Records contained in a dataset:
-- Opening Marker --

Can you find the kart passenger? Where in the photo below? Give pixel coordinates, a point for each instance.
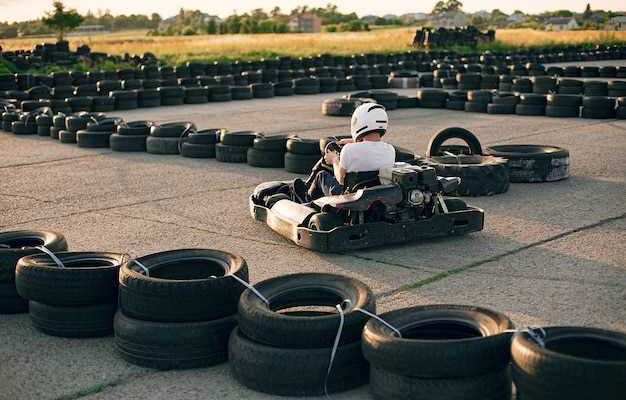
(363, 153)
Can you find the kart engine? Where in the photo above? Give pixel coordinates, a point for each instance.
(419, 186)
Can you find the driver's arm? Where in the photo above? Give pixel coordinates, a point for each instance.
(338, 170)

-- Closing Marker --

▶ **Exercise instructions**
Your answer must consist only of the lines from the one with "Can you find the driver's" through the final line of the entries, each retyped exactly.

▶ **Exercise result**
Can you find the driver's arm? Where in the photo above? Give pixel coordinates, a point for each instance.
(338, 170)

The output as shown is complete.